Your instructions:
Print all of the data below verbatim, from first line to last, but leave the pictures out.

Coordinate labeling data
□ □ □

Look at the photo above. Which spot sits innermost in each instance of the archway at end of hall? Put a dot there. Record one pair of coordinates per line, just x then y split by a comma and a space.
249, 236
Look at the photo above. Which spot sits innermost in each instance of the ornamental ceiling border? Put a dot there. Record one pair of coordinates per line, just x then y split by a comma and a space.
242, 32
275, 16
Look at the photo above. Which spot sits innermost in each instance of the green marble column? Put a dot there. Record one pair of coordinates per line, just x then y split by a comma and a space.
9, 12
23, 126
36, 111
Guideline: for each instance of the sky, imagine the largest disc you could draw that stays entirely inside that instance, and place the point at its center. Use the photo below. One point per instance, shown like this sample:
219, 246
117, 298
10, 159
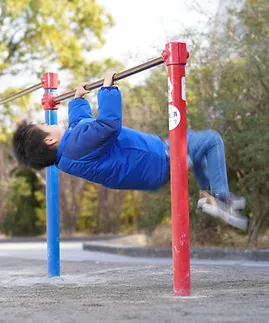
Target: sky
142, 28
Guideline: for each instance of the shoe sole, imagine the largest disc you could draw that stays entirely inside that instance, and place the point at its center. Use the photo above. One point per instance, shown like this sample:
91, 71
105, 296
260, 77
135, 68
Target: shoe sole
239, 222
237, 205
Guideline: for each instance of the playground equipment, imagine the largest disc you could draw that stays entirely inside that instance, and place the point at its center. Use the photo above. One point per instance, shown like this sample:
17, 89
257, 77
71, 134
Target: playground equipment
175, 57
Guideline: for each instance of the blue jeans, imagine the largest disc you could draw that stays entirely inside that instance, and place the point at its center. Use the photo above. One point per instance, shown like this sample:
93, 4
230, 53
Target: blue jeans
206, 158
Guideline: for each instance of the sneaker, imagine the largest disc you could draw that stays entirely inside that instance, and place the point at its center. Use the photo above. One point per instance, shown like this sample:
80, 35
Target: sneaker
236, 202
226, 212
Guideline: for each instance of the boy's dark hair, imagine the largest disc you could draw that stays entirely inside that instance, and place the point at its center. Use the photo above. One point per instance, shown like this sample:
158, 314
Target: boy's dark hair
29, 146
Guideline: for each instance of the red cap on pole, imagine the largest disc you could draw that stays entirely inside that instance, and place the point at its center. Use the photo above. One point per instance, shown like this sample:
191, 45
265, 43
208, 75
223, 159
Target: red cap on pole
175, 56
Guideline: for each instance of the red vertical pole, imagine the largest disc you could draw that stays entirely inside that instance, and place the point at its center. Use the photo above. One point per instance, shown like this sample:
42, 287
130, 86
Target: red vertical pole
175, 56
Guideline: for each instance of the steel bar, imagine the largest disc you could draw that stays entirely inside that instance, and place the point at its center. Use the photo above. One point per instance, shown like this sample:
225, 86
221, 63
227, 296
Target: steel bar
117, 77
21, 93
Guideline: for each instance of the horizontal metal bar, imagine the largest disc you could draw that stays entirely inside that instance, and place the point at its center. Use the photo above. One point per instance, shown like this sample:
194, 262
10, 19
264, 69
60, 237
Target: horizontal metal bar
21, 93
117, 77
92, 86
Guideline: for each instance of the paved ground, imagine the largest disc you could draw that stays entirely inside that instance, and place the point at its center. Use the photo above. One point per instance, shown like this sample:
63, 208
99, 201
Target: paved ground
96, 287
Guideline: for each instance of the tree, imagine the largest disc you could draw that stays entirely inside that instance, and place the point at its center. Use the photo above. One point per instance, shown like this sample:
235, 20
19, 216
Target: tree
35, 34
25, 205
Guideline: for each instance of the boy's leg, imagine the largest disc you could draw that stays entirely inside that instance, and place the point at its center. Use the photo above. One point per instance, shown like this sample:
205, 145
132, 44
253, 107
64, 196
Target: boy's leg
206, 149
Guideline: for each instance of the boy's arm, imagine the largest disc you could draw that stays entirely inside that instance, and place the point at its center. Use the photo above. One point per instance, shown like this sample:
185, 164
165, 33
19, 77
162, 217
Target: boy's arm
110, 105
79, 108
99, 134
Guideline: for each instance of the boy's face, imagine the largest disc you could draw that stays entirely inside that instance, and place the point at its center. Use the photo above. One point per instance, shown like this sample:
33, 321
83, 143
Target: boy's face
55, 133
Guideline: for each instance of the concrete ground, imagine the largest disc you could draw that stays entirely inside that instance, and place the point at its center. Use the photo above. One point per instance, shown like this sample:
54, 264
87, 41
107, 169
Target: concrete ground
96, 287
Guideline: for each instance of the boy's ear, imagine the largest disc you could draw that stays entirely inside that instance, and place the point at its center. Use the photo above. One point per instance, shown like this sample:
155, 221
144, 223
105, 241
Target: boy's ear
50, 141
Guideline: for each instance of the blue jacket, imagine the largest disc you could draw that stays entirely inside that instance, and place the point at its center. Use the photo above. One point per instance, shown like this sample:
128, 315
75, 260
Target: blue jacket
102, 151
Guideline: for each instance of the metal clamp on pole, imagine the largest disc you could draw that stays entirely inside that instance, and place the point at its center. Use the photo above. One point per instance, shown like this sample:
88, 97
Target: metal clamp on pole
50, 84
117, 77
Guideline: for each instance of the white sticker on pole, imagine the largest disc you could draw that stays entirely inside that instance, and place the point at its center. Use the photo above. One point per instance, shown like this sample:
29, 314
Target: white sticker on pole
183, 88
174, 117
170, 89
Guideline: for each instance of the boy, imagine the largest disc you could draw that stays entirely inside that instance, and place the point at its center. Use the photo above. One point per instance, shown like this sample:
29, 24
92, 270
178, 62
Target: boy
103, 151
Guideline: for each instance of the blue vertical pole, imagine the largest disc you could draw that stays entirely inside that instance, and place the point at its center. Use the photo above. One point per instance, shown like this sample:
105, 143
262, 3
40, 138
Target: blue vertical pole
52, 201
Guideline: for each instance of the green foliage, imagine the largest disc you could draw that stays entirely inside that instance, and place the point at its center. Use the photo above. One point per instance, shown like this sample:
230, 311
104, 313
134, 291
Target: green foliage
88, 209
25, 213
50, 31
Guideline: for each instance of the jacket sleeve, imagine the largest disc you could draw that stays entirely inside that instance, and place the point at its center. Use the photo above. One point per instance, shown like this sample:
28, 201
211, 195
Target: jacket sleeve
110, 104
96, 137
78, 109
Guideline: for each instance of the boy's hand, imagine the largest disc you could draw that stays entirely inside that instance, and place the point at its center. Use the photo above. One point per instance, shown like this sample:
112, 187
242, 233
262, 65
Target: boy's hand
81, 91
108, 79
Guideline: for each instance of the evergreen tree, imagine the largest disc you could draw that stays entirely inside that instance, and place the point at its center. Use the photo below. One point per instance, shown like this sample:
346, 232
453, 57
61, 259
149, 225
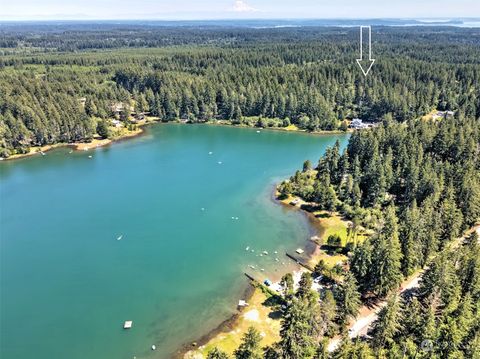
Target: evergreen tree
250, 346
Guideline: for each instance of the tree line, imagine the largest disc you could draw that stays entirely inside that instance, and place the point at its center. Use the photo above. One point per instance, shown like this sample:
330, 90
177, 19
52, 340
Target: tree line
306, 77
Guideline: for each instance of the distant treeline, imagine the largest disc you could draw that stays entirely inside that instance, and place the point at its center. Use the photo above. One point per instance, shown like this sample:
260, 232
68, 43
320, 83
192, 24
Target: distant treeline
416, 186
51, 92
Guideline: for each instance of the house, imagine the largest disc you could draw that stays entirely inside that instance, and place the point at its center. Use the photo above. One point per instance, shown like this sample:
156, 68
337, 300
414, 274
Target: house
116, 123
443, 114
358, 124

□ □ □

Answer to this problem:
Look at the photo above. Which spot sits innermost in each instance of the archway at end of hall? Put a dot there. Record one pair of coordinates per line, just x then y split by a comma and a space.
249, 236
Look at the photo above. Which spot sits innermost in each instance of the ornamental ceiling border? Put a dot there. Record one pair of coordinates per line, just x then y split by a comma and a space.
242, 32
275, 16
Look at the photo above. Which spot sits innermost in each instance of the green marble column? Put a dot there. Record one pair of coordinates per line, just x then y split by a comma and a space.
9, 12
23, 126
36, 111
Guideline: for each instance of the sky, imagine the largest disc you could draw that stays entirely inside that instance, and place the point at its center. Use the photo below. One point per instance, shown like this sample:
219, 246
117, 298
10, 159
Target: sky
142, 28
Guideline: for each instance of the shoe sole, imagine the largest disc you could draw that stays entirely inside that instance, and place the point at its center. Use the photo above. One point per instance, shown like this sample:
91, 71
105, 296
260, 77
135, 68
Target: shoe sole
239, 222
237, 205
Guideline: for each instance of the playground equipment, imagine the largest disc you could draw that stays entirely inside that instance, and place the point at its center. Use the photo above. One point per instance, shown like this sample:
17, 89
257, 77
71, 134
Target: playground equipment
175, 57
Guideline: for each instance of the blue jeans, imagine the largest disc you could draw that stays entirely inside that instance, and place the point at its center. Use the photo above. One point per instance, shown like this sample:
93, 4
230, 53
Target: blue jeans
206, 158
Guideline: for each instance of the sneaker, imagine the largest disc you could draw that stays entirely inside that instance, and place the point at its center. Use the photo above. One point per instance, shown like this sample:
80, 35
Target: sneaker
236, 202
226, 212
Guideline: for each instance of the boy's dark hair, imagine the largest disc you could draw that stays entirely inside that instance, and place the point at its center. Use the photo above. One point per instance, shown like this sample:
158, 314
Target: boy's dark hair
29, 146
Guideline: for each instance of the red cap on pole, imagine the largest disc you could draw that stays entirely inside that instance, and place the point at its center. Use the photo above. One point per instance, shown like this sample:
191, 45
265, 43
208, 75
223, 159
Target: red cap on pole
175, 56
Guideline: for each instance of the red vertical pole, imagine the largest disc you could draw that stays entirely inside that instance, and place the point at its center. Use the photo above. One point per instance, shown like this sample:
42, 287
130, 86
Target: red vertical pole
175, 56
Guideline: for each instance of the steel bar, imagine the largest disc you could draw that stays entirely inside that instance, and place the point at its center. Use the photo above. One point per instance, shown like this sample:
225, 86
221, 63
227, 296
Target: steel bar
117, 77
21, 93
Guideline: for each instance of the horizontal metal bar, imagine the largest disc you could draw that stays entirely inside that instance, and place the point at its center. Use the photo above. One point per instance, shown like this sample:
194, 262
10, 19
264, 69
60, 237
Target: horizontal metal bar
21, 93
117, 77
92, 86
Guideline: for each instance of the paved ground, imagine the largest disc you could draw that stays entirely inside that instance, and place the point at its center. Use the photo above. One point per instance, shown like this sample:
63, 208
99, 201
Target: paved ground
96, 287
Guideline: for each instance of the tree, imagine the largest disc you could draw that stays entirely inside that instance, and place the point at its center. Use the photo above. One point per instance, shown like this sample:
235, 20
19, 216
Target: tree
35, 34
25, 205
Guideline: for each instance of the boy's leg, imagine the largest disc you could draw that stays entirely inside that instance, and place the point at its center. Use the photo above. One point per instance, shown like this sample:
205, 145
132, 44
253, 107
64, 196
Target: boy's leg
206, 149
Guideline: for each instance of the boy's arm, imagine the largest disc you could draw that stays entirely inside that instance, and place the point at its center. Use the photo above. One point per instance, shown like this sample:
185, 164
165, 33
19, 77
162, 217
Target: boy's arm
110, 105
79, 108
99, 134
Guideline: for each instance of the boy's face, imagine the largest disc you could draw that stays entirely inside that instance, and place the point at its center. Use the photo above. One point per instance, shown like this sample:
33, 321
83, 143
Target: boy's face
55, 133
Guideline: for each instance of the concrete ground, imagine the largest disc you could draw that stays entirely inside that instance, and place the point at its center. Use the photo above. One point per instance, shown like this sample:
54, 264
87, 41
107, 169
Target: concrete ground
96, 287
Guideline: for each instance of the boy's ear, imagine the largest disc you could draw that stays entirely inside that instance, and place the point at its center. Use the photo above. One point per instance, shown like this sample:
155, 221
144, 223
105, 241
Target: boy's ear
50, 141
Guideline: for each instance of the blue jacket, imagine the largest disc you could draw that stays entirely inside that instance, and place the point at its center. Use the photo above. One point per instance, shown like this sample:
128, 315
75, 260
Target: blue jacket
102, 151
Guideline: for each instance of the metal clamp on pole, imagine the largest disc you could draw that stays entirely inside that instance, and place the point at its center. Use the photo above. One point per instance, shown like this sample:
88, 97
Target: metal clamp on pole
50, 84
117, 77
Guideline: for each instance of the white sticker on pole, imagine the largest disc you could draw that stays entirely inside that instance, and place the point at its center. Use the photo above. One point per instance, shown like this sample:
29, 314
Target: white sticker on pole
183, 88
174, 117
170, 89
Guideline: for each instance of the boy, imagine the largest disc you could draw that stays entirely inside that instance, and place the point at its center. Use the photo above. One point per instance, shown like this sample:
29, 24
92, 270
178, 62
Target: boy
103, 151
Guideline: for each instance of the blue vertical pole, imagine the largest disc you could draw that stays entirely inside that instance, and place the point at its center. Use the photo above. One point per instance, shown like this sample:
105, 143
262, 3
40, 138
Target: blue vertical pole
52, 201
Guideline: for each instance of the green foliage, imagine the largest disc you could draw that stays entirely inside that instance, and place the point at its center. Use the photo above. One point per instance, shown like this sample:
230, 311
104, 313
134, 291
Target: green foliage
88, 209
25, 213
50, 31
Guideline: for each instance of the jacket sleeve, imagine the largest disc you could draw that stays entirely inside that instance, and place the point at its center. Use the photo above. One point per instance, shown like this sample:
28, 201
211, 195
Target: jacket sleeve
110, 104
96, 137
78, 109
Guideline: for each instance of the boy's hand, imagine the largest disc you could draw that stays entirely inside that instance, and place the point at its center. Use the photo above. One point per instance, shown like this sample:
112, 187
242, 233
262, 65
Target: boy's hand
81, 91
108, 79
Guideline: for each instance of the evergreen tree, imagine the largest disc you could draw that stays entirely inside that instance, and place the point at its center. Use the photo below. One point per instance, shown like this sample:
346, 232
453, 57
61, 259
149, 225
Target: evergreen tree
250, 346
Guideline: for each instance of the tree line, imagine the largest disc you could draw that stays entirely inside that instance, and place the point at its center. Use the photo above. One point per instance, shown like this sample:
330, 90
177, 19
52, 340
Target: tree line
306, 77
Guideline: for each instance of the distant treeline, imagine the largest disc you could draw that stays entirely inside that instance, and place the point at its center. Use the photo above. One point per instance, shown like this sample:
260, 232
68, 43
320, 83
192, 24
Target: distant treeline
416, 186
51, 92
Guideline: for each instance of the house, imagine the largest disc you could draw that stays entirely inside that instance, and place the point at its center. Use the photo above. One point per instance, shown like this sample:
156, 68
337, 300
414, 274
Target: house
116, 123
443, 114
358, 124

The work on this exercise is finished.